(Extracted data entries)
______

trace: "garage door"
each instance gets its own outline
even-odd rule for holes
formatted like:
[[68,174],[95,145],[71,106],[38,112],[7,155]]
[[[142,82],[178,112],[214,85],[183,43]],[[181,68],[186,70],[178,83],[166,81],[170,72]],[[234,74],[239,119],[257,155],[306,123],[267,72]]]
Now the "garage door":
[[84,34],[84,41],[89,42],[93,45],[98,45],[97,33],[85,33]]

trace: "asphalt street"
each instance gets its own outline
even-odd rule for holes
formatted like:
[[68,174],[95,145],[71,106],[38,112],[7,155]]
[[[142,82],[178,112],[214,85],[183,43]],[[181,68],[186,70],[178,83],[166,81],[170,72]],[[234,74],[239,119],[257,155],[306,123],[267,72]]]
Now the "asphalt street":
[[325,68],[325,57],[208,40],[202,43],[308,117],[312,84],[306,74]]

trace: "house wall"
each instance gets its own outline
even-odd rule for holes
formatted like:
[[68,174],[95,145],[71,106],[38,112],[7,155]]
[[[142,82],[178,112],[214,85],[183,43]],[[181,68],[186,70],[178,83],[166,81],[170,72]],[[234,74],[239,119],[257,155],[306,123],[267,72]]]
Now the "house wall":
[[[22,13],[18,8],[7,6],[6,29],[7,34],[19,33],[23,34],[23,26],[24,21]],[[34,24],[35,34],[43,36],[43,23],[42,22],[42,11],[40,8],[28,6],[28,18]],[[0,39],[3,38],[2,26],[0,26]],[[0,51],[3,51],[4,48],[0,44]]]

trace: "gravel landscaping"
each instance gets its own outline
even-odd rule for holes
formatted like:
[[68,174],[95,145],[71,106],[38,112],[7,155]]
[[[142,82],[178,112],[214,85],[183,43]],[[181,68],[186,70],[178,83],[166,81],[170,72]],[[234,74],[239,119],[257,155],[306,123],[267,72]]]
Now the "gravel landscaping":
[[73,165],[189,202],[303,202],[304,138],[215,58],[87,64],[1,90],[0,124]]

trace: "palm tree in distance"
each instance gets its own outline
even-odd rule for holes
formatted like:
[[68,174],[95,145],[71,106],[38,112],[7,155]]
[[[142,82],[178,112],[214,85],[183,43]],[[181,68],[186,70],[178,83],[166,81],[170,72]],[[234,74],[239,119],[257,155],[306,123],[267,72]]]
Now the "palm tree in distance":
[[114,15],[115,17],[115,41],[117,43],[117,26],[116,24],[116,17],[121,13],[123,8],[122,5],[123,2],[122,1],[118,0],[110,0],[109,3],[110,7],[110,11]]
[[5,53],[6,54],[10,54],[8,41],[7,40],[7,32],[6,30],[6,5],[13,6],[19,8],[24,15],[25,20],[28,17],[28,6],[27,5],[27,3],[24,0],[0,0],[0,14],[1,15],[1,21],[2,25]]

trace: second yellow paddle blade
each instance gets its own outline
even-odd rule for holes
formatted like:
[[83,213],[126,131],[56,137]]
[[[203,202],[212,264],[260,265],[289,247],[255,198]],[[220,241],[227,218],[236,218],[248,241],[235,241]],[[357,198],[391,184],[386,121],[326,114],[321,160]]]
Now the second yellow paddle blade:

______

Can you reproduce the lines from the one containing "trace: second yellow paddle blade" through the end of the material, replacing "outline" with "boundary" and leaving everything else unchanged?

trace: second yellow paddle blade
each instance gets its own boundary
even-odd rule for holes
formatted like:
[[83,213],[126,131],[56,137]]
[[[203,202],[212,264],[260,265],[289,247],[255,198]],[[220,241],[227,218],[236,218],[248,241],[235,241]],[[357,198],[391,184],[386,121],[326,114],[321,160]]]
Now the second yellow paddle blade:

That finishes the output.